(Beginning of Document excerpt)

🤖 AI Summary
To address the time-consuming and subjective nature of manual landmark annotation on 3D scans of the maxillary dental arch in neonates with cleft lip and palate, this paper proposes the first geometric deep learning framework tailored for small-sample, malformed craniofacial 3D point clouds. Methodologically, it innovatively integrates spherical convolutional neural networks (Spherical CNNs) with multi-scale geometric features to achieve end-to-end automatic landmark localization. Contributions include: (1) the first application of geometric deep learning to neonatal cleft lip and palate 3D landmarking; (2) achieving 94.44% landmark detection accuracy and a mean absolute error of 1.676 ± 0.959 mm using only 100 clinical cases—significantly outperforming existing semi-automatic approaches; and (3) delivering high precision, strong generalizability across anatomical variations, and clinically interpretable predictions, thereby providing a robust technical foundation for personalized treatment planning.

(End of Document excerpt)
(Beginning of Data section)

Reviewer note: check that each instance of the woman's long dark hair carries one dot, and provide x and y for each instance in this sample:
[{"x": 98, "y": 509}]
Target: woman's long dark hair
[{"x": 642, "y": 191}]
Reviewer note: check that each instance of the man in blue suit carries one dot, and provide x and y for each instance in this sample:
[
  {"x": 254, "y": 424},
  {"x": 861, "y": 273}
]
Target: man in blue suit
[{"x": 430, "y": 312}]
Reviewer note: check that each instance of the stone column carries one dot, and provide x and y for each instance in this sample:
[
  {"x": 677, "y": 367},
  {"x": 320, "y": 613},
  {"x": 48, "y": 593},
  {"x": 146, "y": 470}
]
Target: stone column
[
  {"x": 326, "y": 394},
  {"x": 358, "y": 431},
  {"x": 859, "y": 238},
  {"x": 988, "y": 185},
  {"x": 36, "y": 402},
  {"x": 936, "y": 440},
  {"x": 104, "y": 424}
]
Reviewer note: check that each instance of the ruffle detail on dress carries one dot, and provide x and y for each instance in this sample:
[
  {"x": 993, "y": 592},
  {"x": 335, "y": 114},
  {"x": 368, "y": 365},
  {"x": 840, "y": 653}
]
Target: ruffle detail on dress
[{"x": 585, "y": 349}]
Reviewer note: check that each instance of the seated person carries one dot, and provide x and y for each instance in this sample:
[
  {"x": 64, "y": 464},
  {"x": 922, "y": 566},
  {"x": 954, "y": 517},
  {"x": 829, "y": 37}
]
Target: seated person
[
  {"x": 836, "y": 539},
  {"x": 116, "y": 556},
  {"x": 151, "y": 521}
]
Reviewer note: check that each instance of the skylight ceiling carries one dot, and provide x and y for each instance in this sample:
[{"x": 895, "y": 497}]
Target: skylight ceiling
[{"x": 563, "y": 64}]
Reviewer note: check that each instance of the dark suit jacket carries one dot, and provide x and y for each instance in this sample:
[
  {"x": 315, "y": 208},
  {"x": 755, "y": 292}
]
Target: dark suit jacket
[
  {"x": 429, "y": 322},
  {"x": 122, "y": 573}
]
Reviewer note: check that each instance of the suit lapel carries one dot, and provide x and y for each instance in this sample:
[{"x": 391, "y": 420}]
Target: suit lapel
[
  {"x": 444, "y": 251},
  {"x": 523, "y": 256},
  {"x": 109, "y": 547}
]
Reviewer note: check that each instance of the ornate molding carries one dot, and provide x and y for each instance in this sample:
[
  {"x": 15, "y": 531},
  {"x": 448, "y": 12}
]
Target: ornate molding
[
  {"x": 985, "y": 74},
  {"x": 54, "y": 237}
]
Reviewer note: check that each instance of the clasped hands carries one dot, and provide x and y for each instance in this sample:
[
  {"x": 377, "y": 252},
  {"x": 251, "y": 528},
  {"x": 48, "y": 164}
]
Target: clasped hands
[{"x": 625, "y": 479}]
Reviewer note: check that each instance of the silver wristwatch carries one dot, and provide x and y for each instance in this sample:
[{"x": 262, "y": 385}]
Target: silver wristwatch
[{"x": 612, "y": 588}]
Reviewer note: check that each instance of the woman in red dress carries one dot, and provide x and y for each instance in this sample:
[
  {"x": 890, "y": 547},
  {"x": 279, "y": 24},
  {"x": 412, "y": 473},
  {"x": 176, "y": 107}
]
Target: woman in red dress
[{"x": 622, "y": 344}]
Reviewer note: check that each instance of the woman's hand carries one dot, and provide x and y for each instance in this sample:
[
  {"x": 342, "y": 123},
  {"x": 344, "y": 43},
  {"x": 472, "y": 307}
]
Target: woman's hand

(End of Data section)

▸ **Task list**:
**1)** Translate this sentence from the cleft palate landmarking summary into Spanish: "Methodologically, it innovatively integrates spherical convolutional neural networks (Spherical CNNs) with multi-scale geometric features to achieve end-to-end automatic landmark localization."
**2)** Please pick up the cleft palate landmarking summary after its last sentence and carry it on for a few more sentences.
The listing comes from a separate source.

▸ **Your responses**:
**1)** En cuanto a la metodología, integra de forma innovadora redes neuronales convolucionales esféricas (Spherical CNNs) con características geométricas multiescala para lograr la localización automática de puntos de referencia de extremo a extremo.

**2)**
📝 Abstract
Rapid advances in 3D model scanning have enabled the mass digitization of dental clay models. However, most clinicians and researchers continue to use manual morphometric analysis methods on these models such as landmarking. This is a significant step in treatment planning for craniomaxillofacial conditions. We aimed to develop and test a geometric deep learning model that would accurately and reliably label landmarks on a complicated and specialized patient population -- infants, as accurately as a human specialist without a large amount of training data. Our developed pipeline demonstrated an accuracy of 94.44% with an absolute mean error of 1.676 +/- 0.959 mm on a set of 100 models acquired from newborn babies with cleft lip and palate. Our proposed pipeline has the potential to serve as a fast, accurate, and reliable quantifier of maxillary arch morphometric features, as well as an integral step towards a future fully automated dental treatment pipeline.